• Data shown
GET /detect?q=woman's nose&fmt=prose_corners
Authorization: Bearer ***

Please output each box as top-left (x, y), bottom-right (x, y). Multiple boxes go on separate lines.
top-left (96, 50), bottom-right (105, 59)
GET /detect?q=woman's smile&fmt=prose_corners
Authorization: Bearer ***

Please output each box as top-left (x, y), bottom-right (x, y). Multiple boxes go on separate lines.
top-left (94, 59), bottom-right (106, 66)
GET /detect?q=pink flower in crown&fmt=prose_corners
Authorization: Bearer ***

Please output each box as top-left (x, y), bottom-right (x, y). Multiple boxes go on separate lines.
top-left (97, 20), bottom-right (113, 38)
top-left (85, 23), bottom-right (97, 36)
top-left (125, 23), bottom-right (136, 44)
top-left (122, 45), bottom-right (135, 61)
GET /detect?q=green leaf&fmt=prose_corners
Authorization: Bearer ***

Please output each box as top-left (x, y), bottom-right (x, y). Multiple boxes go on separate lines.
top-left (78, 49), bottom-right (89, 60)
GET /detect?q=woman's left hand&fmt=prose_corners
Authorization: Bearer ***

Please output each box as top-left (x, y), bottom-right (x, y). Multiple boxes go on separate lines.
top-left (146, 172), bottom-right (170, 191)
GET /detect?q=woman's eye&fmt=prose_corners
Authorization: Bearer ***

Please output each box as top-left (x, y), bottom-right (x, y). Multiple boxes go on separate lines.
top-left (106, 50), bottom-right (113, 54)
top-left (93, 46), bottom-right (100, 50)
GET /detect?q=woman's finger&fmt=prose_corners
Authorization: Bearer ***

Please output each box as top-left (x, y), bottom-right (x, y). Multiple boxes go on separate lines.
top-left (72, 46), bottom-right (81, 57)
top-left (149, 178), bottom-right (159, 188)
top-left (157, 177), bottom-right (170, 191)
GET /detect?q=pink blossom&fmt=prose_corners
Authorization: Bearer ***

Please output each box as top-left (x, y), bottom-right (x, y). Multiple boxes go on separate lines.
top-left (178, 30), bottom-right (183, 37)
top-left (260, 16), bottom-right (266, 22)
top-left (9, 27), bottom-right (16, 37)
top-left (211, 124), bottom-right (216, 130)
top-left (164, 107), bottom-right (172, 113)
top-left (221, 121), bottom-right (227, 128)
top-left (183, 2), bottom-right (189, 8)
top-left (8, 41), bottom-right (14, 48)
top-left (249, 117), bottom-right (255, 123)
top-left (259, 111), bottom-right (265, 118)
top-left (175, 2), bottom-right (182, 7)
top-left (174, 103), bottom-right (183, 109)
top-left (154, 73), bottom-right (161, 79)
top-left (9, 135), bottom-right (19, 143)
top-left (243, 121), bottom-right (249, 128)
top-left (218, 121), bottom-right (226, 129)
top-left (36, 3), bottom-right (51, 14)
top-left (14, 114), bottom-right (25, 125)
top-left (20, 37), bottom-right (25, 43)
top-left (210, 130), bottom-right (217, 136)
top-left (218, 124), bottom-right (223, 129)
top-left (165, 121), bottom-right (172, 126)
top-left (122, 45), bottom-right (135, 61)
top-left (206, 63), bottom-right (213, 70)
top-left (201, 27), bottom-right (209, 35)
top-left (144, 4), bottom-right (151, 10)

• Your instructions
Among the lines of the material above, find those with the word "woman". Copy each one.

• Solution
GET /detect?q=woman's nose&fmt=prose_corners
GET /detect?q=woman's smile&fmt=prose_corners
GET /detect?q=woman's left hand&fmt=prose_corners
GET /detect?q=woman's eye&fmt=prose_corners
GET /detect?q=woman's finger&fmt=prose_corners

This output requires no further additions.